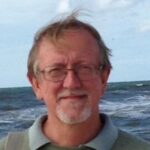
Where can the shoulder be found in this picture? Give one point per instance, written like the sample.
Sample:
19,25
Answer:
15,141
2,143
126,141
---
### WHAT IS REQUIRED
Retype the entries above word for word, leaving out the pictures.

### RESPONSE TO THE EXERCISE
Where can the shoulder be found in this picture? Give one point per instance, written like the sample.
Sample:
19,25
Answer:
15,141
2,143
126,141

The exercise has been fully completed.